### TASK TO COMPLETE:
From the data below, extract every line that contains the string "Note". Matching is case-sensitive.

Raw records
========================================

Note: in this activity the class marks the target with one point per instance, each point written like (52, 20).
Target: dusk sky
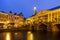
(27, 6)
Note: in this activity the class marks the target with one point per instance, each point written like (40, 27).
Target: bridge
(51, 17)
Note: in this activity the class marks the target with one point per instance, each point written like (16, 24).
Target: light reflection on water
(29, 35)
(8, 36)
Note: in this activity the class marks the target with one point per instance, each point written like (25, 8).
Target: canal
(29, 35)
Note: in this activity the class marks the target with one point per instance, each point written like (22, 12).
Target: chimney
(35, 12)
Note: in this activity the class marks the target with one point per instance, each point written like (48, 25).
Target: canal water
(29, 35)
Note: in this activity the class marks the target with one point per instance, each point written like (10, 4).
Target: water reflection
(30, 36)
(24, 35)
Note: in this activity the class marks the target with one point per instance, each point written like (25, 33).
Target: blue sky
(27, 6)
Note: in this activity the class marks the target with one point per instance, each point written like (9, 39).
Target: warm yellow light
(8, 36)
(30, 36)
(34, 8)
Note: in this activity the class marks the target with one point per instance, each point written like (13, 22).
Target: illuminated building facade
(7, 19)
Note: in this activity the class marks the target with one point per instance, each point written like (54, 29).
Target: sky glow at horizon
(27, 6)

========================================

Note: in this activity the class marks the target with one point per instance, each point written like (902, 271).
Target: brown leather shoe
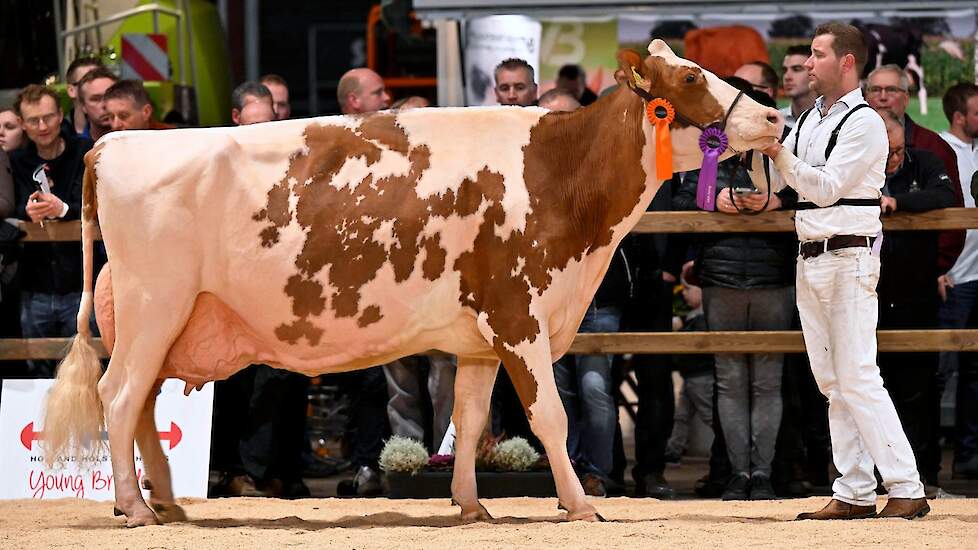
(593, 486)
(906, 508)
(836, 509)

========================================

### SOLUTION:
Note: in this activity the class marks the target with one point per instance, each point written like (52, 20).
Note: in this activity the class marks the target with one point per instance, each point written like (40, 27).
Note: in this activity the class marks the target with one point per instance, each point written like (16, 24).
Note: in this activity the class marks the target with one point per instance, each point written like (25, 8).
Note: in this activity the class marks the target with one point per instance, each point written like (22, 12).
Note: in this activity the class marks the target with one point per instance, each point written like (48, 25).
Note: in this activity the class marks the target with one point per instance, each point written like (10, 4).
Note: in this activity the class marks the target with one point per instance, each point written like (25, 33).
Note: in this activity the class marks the target with one point per instance, each point written like (9, 39).
Note: in this activity the class marks the target with one point per instance, each point written like (13, 22).
Note: in this activity the class marks the target with one point per instance, each point written like (54, 29).
Note: in this activity the class marks the target with one point per instance, each point written like (902, 271).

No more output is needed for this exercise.